→ WHAT IS EXPECTED
Set down all of the data that follows word for word, without the images.

- - - -

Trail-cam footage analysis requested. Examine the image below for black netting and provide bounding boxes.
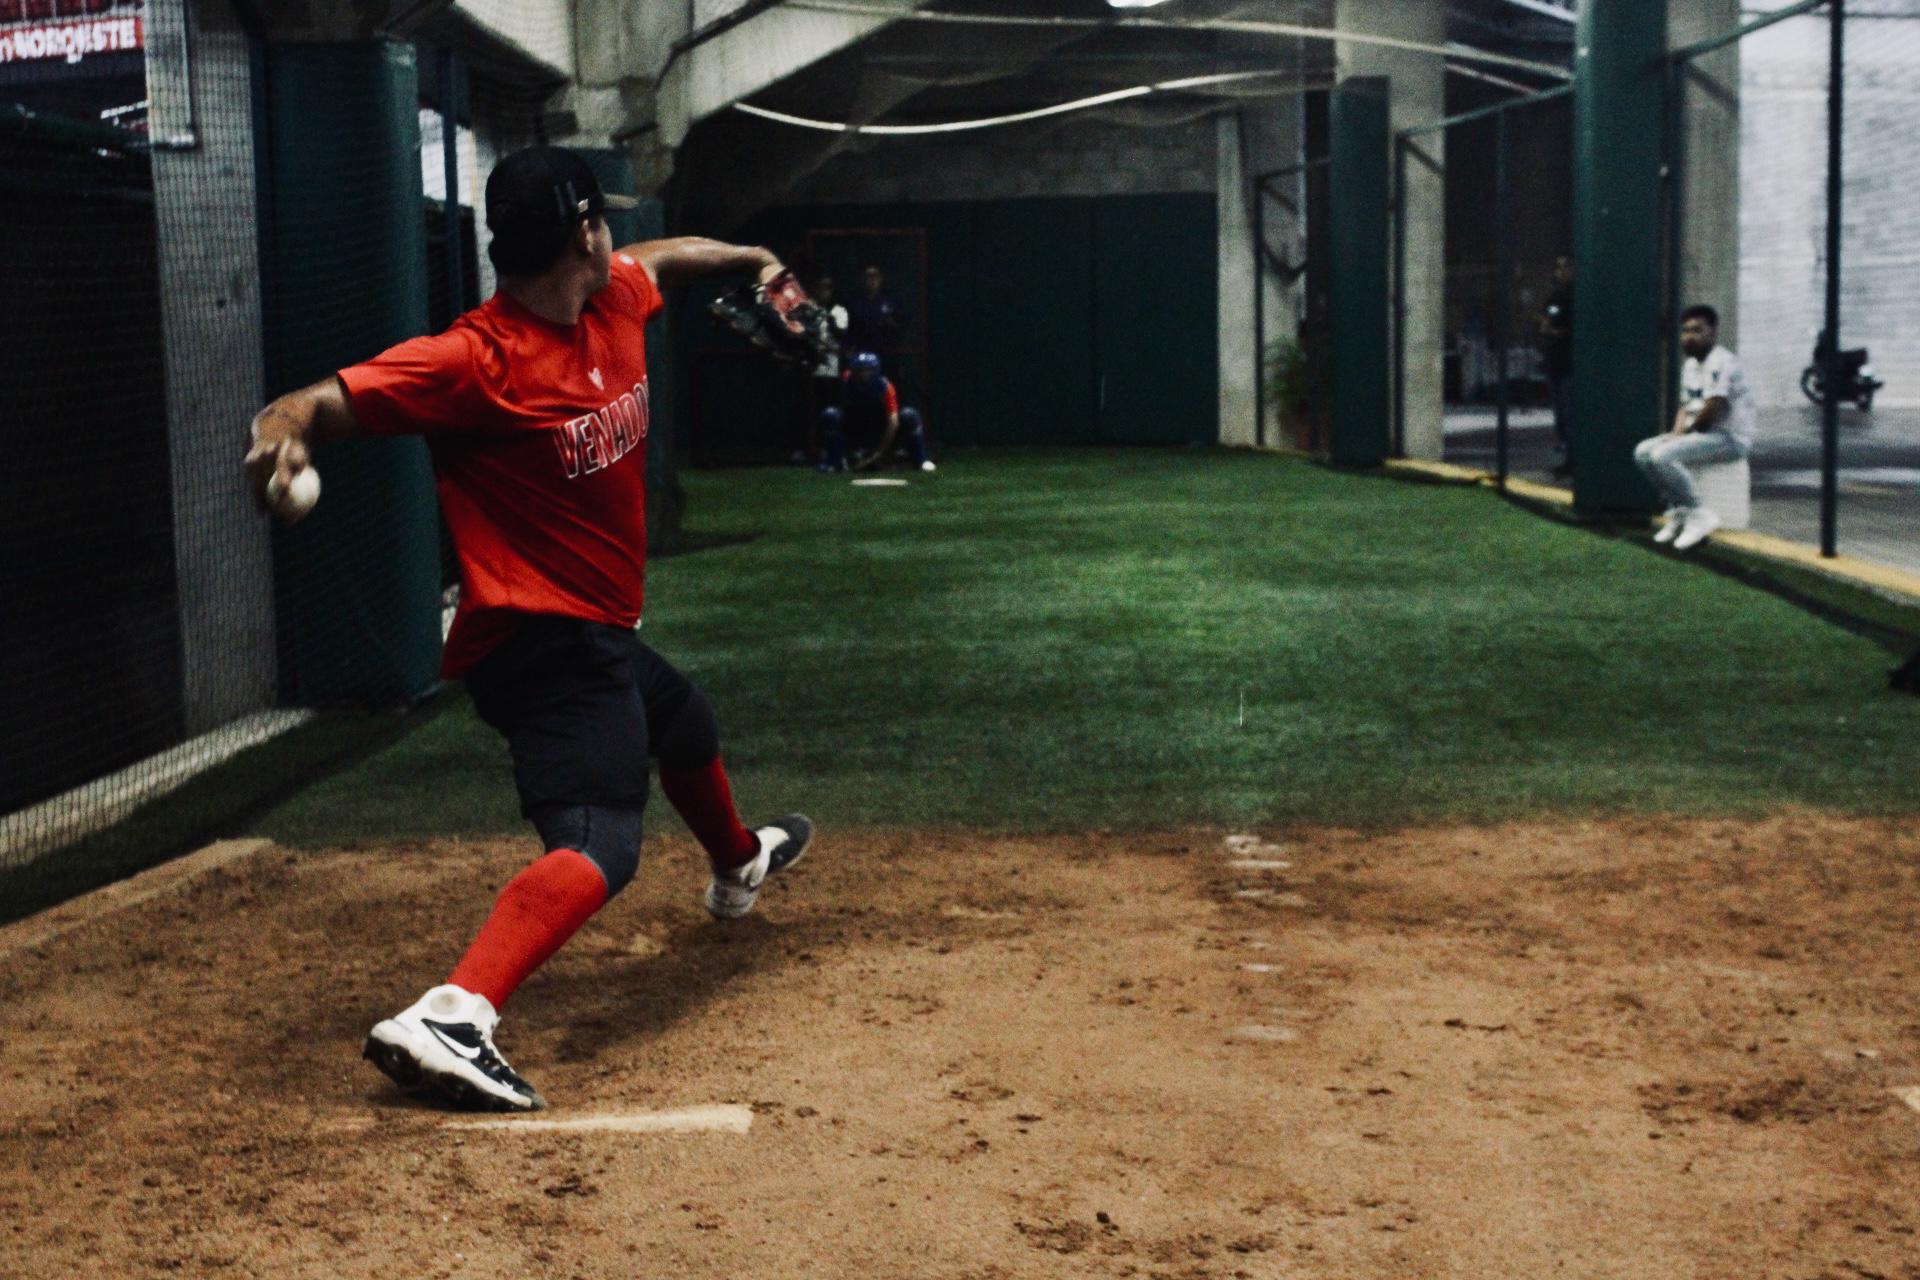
[0,0,623,899]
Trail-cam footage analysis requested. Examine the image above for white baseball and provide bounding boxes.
[266,465,321,520]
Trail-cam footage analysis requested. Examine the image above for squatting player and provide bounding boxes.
[243,146,813,1112]
[819,350,934,473]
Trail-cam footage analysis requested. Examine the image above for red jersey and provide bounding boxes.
[839,368,899,415]
[339,252,662,678]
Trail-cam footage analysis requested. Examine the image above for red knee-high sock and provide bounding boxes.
[658,756,759,870]
[447,849,608,1008]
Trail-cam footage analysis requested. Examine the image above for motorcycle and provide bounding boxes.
[1800,329,1884,411]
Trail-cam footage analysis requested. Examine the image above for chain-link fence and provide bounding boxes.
[1671,0,1920,566]
[0,0,642,906]
[1393,1,1920,573]
[1411,82,1574,486]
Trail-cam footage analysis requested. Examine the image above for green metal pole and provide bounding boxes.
[1392,137,1407,458]
[1571,0,1668,518]
[1820,0,1844,557]
[1328,76,1390,469]
[1494,106,1511,491]
[1256,177,1268,449]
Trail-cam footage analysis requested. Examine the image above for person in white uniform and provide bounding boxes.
[1633,304,1756,551]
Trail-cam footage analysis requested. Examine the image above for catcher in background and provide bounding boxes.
[819,351,934,474]
[244,146,814,1113]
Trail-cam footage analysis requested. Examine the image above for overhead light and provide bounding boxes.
[1108,1,1175,8]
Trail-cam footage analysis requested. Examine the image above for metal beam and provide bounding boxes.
[1667,0,1823,63]
[1494,0,1577,24]
[1398,81,1570,138]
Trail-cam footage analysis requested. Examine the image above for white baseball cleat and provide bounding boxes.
[706,815,814,919]
[1672,506,1721,551]
[363,984,545,1112]
[920,460,937,473]
[1651,508,1686,545]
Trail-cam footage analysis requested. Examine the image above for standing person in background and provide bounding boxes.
[1539,254,1575,479]
[845,264,904,373]
[1633,304,1756,552]
[800,274,851,465]
[244,146,815,1112]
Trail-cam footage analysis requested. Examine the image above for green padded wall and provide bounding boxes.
[707,193,1219,452]
[973,199,1098,446]
[1329,77,1391,468]
[1094,193,1218,446]
[262,40,440,704]
[1571,0,1666,517]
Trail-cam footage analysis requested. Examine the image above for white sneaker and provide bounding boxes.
[706,815,814,919]
[919,460,937,473]
[363,984,545,1112]
[1651,508,1686,545]
[1672,506,1721,551]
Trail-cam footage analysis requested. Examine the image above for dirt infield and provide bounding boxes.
[2,815,1917,1279]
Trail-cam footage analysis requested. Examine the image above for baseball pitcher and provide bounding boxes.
[244,146,817,1112]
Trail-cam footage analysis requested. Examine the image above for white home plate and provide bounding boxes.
[1229,859,1292,871]
[450,1105,754,1134]
[1241,963,1281,974]
[1893,1087,1920,1115]
[1231,1025,1299,1043]
[850,478,909,487]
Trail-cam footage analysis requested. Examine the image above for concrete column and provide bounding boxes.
[569,0,687,190]
[1337,0,1445,460]
[1572,0,1667,516]
[147,0,275,732]
[1218,97,1304,448]
[1219,112,1255,447]
[1670,0,1741,348]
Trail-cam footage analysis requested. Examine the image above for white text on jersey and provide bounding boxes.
[553,381,649,479]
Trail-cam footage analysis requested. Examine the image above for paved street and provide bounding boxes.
[1442,403,1920,580]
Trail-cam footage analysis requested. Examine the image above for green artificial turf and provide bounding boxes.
[253,449,1920,846]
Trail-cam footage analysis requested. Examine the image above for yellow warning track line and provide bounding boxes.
[1378,456,1920,602]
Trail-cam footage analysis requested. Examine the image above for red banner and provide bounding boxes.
[0,15,142,64]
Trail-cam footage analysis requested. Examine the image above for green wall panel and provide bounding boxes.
[1094,193,1218,445]
[703,194,1219,453]
[1329,77,1391,468]
[972,199,1097,446]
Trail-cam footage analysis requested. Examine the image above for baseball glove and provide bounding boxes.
[709,269,839,371]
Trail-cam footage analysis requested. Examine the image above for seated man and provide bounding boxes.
[819,350,934,473]
[1633,304,1755,551]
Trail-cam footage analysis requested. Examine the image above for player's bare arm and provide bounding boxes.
[245,375,359,515]
[626,237,783,292]
[1690,395,1730,433]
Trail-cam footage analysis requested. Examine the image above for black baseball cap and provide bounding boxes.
[484,145,639,237]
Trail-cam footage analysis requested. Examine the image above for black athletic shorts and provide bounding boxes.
[465,615,697,816]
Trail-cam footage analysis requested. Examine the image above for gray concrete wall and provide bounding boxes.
[652,3,917,149]
[1672,0,1740,353]
[147,0,276,732]
[1337,0,1445,459]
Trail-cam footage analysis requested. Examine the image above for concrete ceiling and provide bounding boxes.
[673,0,1574,228]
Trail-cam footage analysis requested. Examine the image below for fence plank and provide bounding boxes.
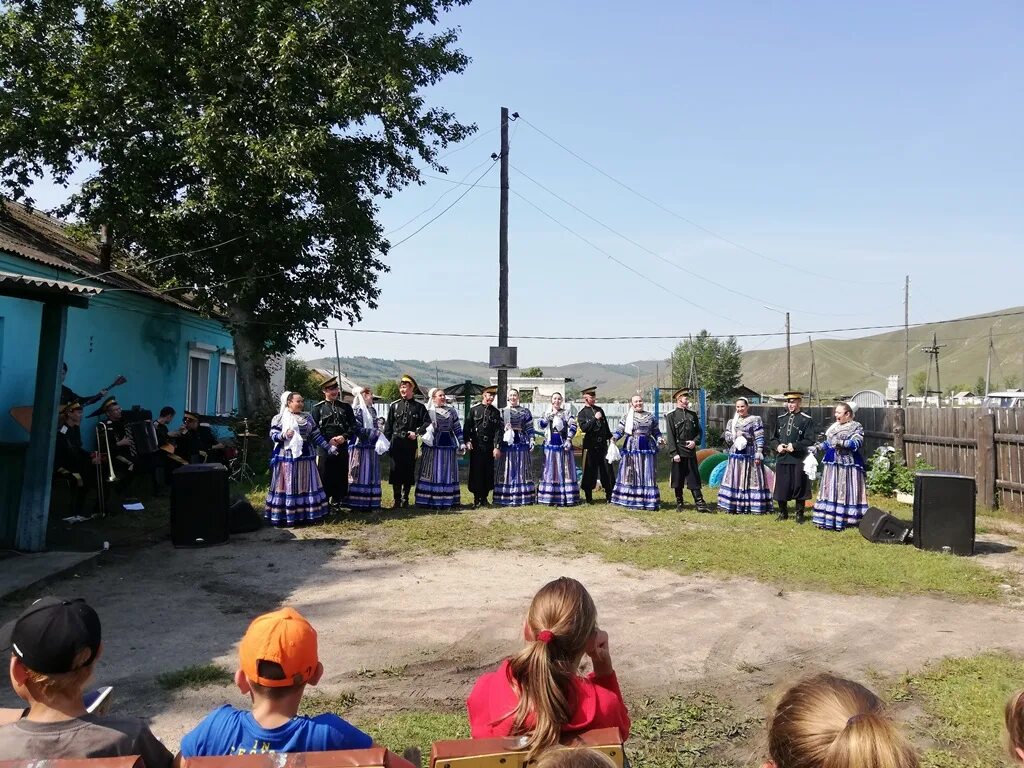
[976,412,996,509]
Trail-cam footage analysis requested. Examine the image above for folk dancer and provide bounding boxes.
[54,401,102,516]
[812,402,868,530]
[347,385,383,510]
[266,391,338,527]
[664,388,709,512]
[177,410,227,465]
[717,398,772,514]
[576,386,615,503]
[493,388,537,506]
[537,392,579,506]
[311,376,356,507]
[609,395,664,510]
[415,388,466,509]
[384,374,429,508]
[464,385,503,508]
[770,391,819,523]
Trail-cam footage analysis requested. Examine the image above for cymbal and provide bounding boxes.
[236,432,260,439]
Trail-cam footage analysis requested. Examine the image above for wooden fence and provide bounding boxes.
[706,404,1024,514]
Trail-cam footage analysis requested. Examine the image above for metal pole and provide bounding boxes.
[497,106,510,409]
[698,388,707,449]
[786,311,792,391]
[904,275,910,406]
[333,330,342,385]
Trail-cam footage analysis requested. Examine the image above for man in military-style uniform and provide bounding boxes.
[90,396,135,480]
[54,401,102,516]
[464,385,503,508]
[664,388,709,512]
[311,376,356,507]
[576,386,615,503]
[177,410,228,466]
[384,374,429,508]
[770,391,819,523]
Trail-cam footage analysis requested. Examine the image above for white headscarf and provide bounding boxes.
[278,391,305,456]
[353,385,375,430]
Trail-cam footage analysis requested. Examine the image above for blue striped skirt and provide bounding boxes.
[347,443,382,510]
[610,445,660,511]
[717,454,772,514]
[415,444,460,508]
[538,444,579,506]
[812,462,868,530]
[266,453,329,527]
[494,443,536,507]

- - - -

→ TASK RESULT
Trail-cam footage analysis requested. Examine the image below for black netting and provide bounding boxes.
[0,0,623,899]
Trail-cam footage analysis requested. Examine the image above for white baseball and provide bounding boxes.
[266,465,321,520]
Trail-cam footage analysis requested. Examine the image above for squatting player and provide bounding boxes.
[243,146,813,1112]
[819,350,934,473]
Trail-cam footage analysis requested. Examine the image above for red jersey and provide bounding boxes.
[839,368,899,415]
[339,252,662,678]
Trail-cam footage analysis requested. Examine the image above for red knee-high sock and provide bounding boxes.
[658,756,759,870]
[447,849,608,1008]
Trail-cam footage analysis requested. Examine the image above for motorcycle and provide bounding boxes.
[1800,329,1884,411]
Trail-cam footage analysis requested. Examine the image above for chain-link fence and provide bounding boxes.
[1671,0,1920,566]
[0,0,642,906]
[1393,1,1920,573]
[1411,82,1574,486]
Trail-cam footage analysis requested. Examine the image above for green metal pole and provide bounding boxes.
[1392,137,1407,458]
[1571,0,1668,518]
[1820,0,1844,557]
[1328,76,1390,469]
[1494,106,1511,491]
[1256,177,1268,449]
Trail-cam footage analysis requested. Examine the image above for person in white uniform and provide bounding boxes.
[1633,304,1756,551]
Trail-cam footage analysis requested. Examine the image above for catcher in background and provide bounding boxes.
[819,351,934,474]
[244,146,814,1113]
Trail-cam footage analysis requested. Examine the image above for overhead light and provide bounding boxes.
[1108,1,1175,8]
Trail-cam footage analysis requested. Examine the image above for metal beam and provide bounding boxes.
[1667,0,1823,63]
[1494,0,1577,24]
[1398,81,1570,138]
Trail-cam footage analysis requested. Examine the image above for white baseball cleat and provide bounding boxes.
[706,815,814,919]
[1672,506,1721,551]
[363,984,545,1112]
[920,460,937,473]
[1651,508,1686,545]
Trail-cam footage analysis requested. Examine the image above for standing person in background and provide bounding boxes.
[1539,254,1575,479]
[845,264,904,373]
[1633,304,1756,552]
[800,274,851,465]
[244,146,815,1112]
Trail-cam footage analysis requested. Examine the image above for green padded wall and provide bounding boxes.
[707,193,1219,452]
[973,199,1098,446]
[1329,77,1391,468]
[1094,193,1218,446]
[262,40,440,704]
[1571,0,1666,517]
Trail-cam footage analysis requested. Examine the image above for white sneaker and provide bounding boxes.
[706,815,814,919]
[919,460,937,473]
[363,984,545,1112]
[1651,508,1686,545]
[1672,506,1721,551]
Trail-cam footage analysis requested. Examine the image above for dirt infield and provide bounding boxes.
[2,815,1917,1279]
Trail-cam footage analysis requested. Examine the image above for baseball pitcher and provide bounding boxes.
[244,146,817,1112]
Trail-cam footage analysis requested. Examine the image above for white home plate and provide bounding boxes.
[1229,859,1292,871]
[450,1105,754,1134]
[1241,963,1281,974]
[1893,1087,1920,1115]
[1231,1025,1299,1043]
[850,478,909,487]
Trail-cam footage analysis requested. Examine the image above for concrete column and provide bounding boxes.
[569,0,687,190]
[1337,0,1445,460]
[1572,0,1667,516]
[147,0,275,732]
[1218,97,1304,448]
[1219,112,1255,447]
[1670,0,1741,348]
Trail-cam footage analysis requested. Examine the image above for white text on jersey and provide bounding boxes.
[553,381,649,479]
Trail-cam footage analysis requested. Examine the image above for paved street and provide bounding boxes.
[1442,403,1920,580]
Trail-cam footage analysis requested. Examine the image above for green artificial turf and provide bounding boxes.
[253,449,1920,846]
Trail-cam footage analysis requested. Examine the image above for yellow warning track line and provide bounding boxes.
[1378,456,1920,602]
Trail-cam footage analysis requested. Examine the image above for red banner and provide bounding boxes.
[0,15,142,64]
Trail-cam footage analysis requested. Examine the image above for green wall panel and provide bounding boxes.
[1094,193,1218,445]
[703,194,1219,453]
[1329,77,1391,468]
[972,199,1097,446]
Trail-cam footage analysis requested. Examine the image above for baseball glove and provide bounding boxes.
[709,269,839,371]
Trail-cam footage analysis requested. Examine the image above for seated man and provide bounding boxes.
[819,350,934,473]
[1633,304,1755,551]
Trail-cam footage analysis requested. Examine the image above for player's bare arm and provide bounding boxes.
[245,375,359,515]
[626,237,783,292]
[1690,395,1730,433]
Trail-cam footage analysis requested. Examine the image above for black baseball cap and provide bounding boxes.
[484,145,639,237]
Trail-cam footage analysis requested. Examine the image above for black athletic shorts and provide bounding boxes.
[465,615,697,816]
Trail-cam footage analysis requested. Examine the image above for gray concrete wall and provide bounding boxes.
[652,3,917,149]
[1672,0,1740,353]
[147,0,276,732]
[1337,0,1445,459]
Trail-cam footage analysis requested. Examine the image above for concrete ceiling and provide bounding boxes.
[673,0,1574,228]
Trail-cam footage analysis requested. Examine the image below for fence plank and provide bounding boxes.
[976,412,996,509]
Trail-cam footage analysis requested. Examine the image above for folk dancer and provide bounding boxes.
[54,401,102,516]
[812,402,868,530]
[347,385,383,510]
[266,391,338,527]
[664,388,709,512]
[177,410,227,465]
[717,398,772,514]
[576,386,615,503]
[493,388,537,506]
[537,392,579,506]
[311,376,356,507]
[609,395,664,510]
[415,388,466,509]
[384,374,429,508]
[464,385,503,508]
[770,391,819,523]
Trail-cam footage analysis requested. Examine the image above for cymbal and provide bounding boxes.
[236,432,260,439]
Trail-cam footage analysis requested. Examine the image above for wooden fence and provide bounding boxes.
[706,404,1024,514]
Trail-cam footage analysis requested. Examine the image above for metal pole and provide bounding boxes.
[497,106,510,409]
[698,388,707,449]
[786,311,792,391]
[904,275,910,406]
[333,330,342,385]
Trail-cam footage analysis requested. Examine the image above for man in military-style uniform and provide bounding boxes.
[90,396,135,480]
[54,401,102,516]
[464,385,503,508]
[664,388,709,512]
[311,376,356,507]
[576,386,615,503]
[177,410,228,466]
[384,374,429,508]
[770,391,819,523]
Trail-cam footage analysis requested. Examine the image above for white headscarf and provide bounding boxes.
[278,391,305,456]
[353,385,375,430]
Trail-cam footage analysis requested. Examine the image above for blue striped skirt and provide bounding boxes.
[347,443,382,510]
[610,445,660,511]
[717,454,772,514]
[415,444,460,508]
[538,444,579,506]
[812,462,868,530]
[266,453,329,527]
[494,443,536,507]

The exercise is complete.